Write out, word for word, the part of the artwork listing below that starts with "There is a joy" and goes on through "to center, repeat.".

=== Page extract ===
────
Gwynneth VanLaven

Found object, Lost confidence (2020)
inkjet print
20 x 36 in.
$380

There is a joy to getting lost and reveling in the not-knowingness of it. I often feel lost, swimming in delirious uncertainty. I take detours, I am a squiggly tangent, I am a scatter plot. Thus I feel loss in my body. Just the word feels like the moment the elevator takes a sudden, unexpected descent. From limb to loved ones to my favorite mug, things I’ve lost however distant touch my core. The lives lost to COVID, to race-based violence and institutionalized inequities, the many victims of so many (now stat-sanctioned or state-enacted) -isms

I’m always a little lost. And I always need to know where home is. I am driving in a new city and have no idea how one place relates to another. I have to go home to find my way to the next place. Home is my hub. To there and back to center, repeat.
────
=== Source material ===
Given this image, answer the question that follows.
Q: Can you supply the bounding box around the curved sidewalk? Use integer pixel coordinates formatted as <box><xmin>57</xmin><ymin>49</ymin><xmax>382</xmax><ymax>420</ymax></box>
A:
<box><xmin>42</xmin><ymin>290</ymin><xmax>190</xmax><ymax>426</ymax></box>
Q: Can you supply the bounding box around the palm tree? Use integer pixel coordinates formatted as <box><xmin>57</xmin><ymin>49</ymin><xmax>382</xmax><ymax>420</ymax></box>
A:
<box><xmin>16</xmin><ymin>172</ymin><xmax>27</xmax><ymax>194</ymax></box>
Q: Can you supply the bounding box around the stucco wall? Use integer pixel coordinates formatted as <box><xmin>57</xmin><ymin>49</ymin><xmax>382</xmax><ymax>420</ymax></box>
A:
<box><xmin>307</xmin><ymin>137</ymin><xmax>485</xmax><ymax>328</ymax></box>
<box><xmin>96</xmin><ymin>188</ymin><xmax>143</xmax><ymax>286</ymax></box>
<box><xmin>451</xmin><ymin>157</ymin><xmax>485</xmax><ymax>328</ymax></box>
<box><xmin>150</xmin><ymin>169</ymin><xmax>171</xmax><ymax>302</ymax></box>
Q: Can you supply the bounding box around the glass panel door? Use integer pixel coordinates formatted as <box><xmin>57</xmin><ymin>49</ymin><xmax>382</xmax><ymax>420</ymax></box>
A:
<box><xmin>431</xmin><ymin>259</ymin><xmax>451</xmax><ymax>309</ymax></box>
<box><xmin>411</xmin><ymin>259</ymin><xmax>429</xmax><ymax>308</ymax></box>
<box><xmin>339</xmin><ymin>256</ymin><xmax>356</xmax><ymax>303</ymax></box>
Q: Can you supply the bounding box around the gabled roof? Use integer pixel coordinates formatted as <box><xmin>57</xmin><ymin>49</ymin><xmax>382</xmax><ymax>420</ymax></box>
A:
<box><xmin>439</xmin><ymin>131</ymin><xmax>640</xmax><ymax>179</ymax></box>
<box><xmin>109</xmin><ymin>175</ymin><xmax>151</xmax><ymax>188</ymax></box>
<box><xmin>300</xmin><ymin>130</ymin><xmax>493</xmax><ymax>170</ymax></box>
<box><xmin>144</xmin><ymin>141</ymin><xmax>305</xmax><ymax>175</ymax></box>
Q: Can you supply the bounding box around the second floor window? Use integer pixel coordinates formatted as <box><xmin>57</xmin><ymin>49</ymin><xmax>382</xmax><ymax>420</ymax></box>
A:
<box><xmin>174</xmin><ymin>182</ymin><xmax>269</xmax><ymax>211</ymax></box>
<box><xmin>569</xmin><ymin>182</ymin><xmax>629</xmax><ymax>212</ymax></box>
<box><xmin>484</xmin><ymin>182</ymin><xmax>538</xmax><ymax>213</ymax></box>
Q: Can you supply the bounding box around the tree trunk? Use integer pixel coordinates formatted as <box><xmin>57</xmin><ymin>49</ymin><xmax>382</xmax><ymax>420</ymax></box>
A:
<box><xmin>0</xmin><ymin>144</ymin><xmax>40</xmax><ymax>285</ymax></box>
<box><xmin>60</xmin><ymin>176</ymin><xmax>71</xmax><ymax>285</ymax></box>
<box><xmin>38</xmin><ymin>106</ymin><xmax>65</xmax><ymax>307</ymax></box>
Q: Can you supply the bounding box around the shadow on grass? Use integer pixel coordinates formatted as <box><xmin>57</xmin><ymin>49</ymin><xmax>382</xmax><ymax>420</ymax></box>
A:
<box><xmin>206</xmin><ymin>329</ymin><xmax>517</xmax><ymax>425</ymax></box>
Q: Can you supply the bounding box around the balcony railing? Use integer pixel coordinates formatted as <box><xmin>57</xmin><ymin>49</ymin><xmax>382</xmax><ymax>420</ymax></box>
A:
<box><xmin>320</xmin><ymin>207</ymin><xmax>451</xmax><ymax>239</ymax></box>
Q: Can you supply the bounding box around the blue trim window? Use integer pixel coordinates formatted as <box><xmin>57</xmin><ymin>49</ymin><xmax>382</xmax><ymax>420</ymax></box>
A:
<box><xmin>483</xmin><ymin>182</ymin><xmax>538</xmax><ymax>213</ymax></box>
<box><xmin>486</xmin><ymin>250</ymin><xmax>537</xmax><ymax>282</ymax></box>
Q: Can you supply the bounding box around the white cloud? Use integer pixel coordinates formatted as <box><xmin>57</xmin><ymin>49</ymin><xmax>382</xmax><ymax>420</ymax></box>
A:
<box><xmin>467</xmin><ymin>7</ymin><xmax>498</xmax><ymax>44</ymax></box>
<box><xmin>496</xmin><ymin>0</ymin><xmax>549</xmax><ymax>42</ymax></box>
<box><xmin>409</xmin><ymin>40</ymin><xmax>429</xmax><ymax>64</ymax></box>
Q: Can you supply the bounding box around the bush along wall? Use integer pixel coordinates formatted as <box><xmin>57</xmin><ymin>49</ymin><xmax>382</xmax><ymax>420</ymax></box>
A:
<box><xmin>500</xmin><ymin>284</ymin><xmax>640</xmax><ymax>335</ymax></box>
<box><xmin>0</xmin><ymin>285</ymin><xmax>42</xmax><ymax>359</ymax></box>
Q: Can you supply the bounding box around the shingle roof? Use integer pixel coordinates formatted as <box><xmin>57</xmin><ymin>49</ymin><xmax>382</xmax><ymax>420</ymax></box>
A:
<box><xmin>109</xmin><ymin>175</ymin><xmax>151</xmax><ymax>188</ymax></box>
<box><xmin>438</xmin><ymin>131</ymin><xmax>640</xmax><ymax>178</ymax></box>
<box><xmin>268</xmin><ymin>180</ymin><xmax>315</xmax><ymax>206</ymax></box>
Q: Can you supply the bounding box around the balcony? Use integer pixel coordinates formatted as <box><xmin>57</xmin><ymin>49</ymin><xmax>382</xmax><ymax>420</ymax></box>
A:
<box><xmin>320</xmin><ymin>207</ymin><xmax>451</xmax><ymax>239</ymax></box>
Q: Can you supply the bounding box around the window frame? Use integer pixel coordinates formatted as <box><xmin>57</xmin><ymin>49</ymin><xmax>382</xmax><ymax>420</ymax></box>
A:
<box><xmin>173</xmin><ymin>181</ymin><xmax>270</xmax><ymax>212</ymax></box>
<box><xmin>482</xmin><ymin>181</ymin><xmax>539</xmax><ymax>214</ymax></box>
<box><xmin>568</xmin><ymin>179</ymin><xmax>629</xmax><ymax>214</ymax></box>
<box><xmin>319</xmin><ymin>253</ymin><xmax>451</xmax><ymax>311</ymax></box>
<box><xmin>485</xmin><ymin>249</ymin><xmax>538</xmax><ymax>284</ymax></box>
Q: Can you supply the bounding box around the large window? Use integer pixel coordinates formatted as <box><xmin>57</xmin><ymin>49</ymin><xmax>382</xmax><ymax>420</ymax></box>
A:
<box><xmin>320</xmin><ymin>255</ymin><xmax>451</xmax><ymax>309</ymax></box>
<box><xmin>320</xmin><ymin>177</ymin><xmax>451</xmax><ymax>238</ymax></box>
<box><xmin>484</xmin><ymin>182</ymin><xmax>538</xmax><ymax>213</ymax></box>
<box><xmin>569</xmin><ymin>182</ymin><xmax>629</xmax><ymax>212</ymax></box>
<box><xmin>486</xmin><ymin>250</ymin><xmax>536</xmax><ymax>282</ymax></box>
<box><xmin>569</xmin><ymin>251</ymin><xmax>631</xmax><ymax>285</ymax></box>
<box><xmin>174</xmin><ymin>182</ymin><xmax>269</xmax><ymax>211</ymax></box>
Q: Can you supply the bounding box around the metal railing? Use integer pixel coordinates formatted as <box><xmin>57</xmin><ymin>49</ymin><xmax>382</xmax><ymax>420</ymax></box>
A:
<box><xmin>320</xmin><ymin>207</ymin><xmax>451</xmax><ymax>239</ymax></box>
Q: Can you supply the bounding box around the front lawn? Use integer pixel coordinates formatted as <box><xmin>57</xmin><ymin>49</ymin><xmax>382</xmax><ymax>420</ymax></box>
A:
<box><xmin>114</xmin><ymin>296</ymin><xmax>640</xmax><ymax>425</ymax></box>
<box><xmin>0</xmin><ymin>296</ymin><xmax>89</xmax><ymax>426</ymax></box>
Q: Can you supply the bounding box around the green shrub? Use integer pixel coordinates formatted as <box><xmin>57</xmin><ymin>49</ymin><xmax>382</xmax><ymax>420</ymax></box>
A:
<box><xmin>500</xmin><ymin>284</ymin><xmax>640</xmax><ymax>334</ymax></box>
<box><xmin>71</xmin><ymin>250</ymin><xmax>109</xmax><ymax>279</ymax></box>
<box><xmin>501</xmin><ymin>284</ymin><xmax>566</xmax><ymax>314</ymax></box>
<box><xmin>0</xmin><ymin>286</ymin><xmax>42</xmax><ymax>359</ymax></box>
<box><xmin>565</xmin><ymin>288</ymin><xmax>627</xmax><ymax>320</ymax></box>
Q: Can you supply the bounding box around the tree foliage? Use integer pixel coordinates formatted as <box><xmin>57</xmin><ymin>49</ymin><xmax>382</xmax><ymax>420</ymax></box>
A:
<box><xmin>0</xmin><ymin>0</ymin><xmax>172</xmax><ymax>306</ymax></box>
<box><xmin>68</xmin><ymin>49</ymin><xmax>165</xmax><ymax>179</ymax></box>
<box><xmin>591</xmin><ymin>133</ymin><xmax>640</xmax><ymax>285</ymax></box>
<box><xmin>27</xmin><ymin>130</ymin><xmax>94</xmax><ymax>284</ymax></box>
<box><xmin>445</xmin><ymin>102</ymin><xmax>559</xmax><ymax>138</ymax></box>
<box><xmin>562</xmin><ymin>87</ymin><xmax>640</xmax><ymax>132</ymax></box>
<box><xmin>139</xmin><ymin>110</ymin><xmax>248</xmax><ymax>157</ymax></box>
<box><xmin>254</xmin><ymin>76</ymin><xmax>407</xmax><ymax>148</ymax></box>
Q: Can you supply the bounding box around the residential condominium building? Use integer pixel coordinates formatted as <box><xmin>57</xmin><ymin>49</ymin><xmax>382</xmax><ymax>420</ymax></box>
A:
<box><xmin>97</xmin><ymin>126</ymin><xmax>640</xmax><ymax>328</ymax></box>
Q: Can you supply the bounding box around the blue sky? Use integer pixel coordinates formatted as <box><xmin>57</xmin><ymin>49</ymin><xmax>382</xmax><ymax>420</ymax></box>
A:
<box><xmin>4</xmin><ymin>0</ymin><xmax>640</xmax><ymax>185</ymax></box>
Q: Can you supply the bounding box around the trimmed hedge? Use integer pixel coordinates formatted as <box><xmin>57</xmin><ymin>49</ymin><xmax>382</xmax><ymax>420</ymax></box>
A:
────
=== Reply ===
There is a joy to getting lost and reveling in the not-knowingness of it. I often feel lost, swimming in delirious uncertainty. I take detours, I am a squiggly tangent, I am a scatter plot. Thus I feel loss in my body. Just the word feels like the moment the elevator takes a sudden, unexpected descent. From limb to loved ones to my favorite mug, things I’ve lost however distant touch my core. The lives lost to COVID, to race-based violence and institutionalized inequities, the many victims of so many (now stat-sanctioned or state-enacted) -isms

I’m always a little lost. And I always need to know where home is. I am driving in a new city and have no idea how one place relates to another. I have to go home to find my way to the next place. Home is my hub. To there and back to center, repeat.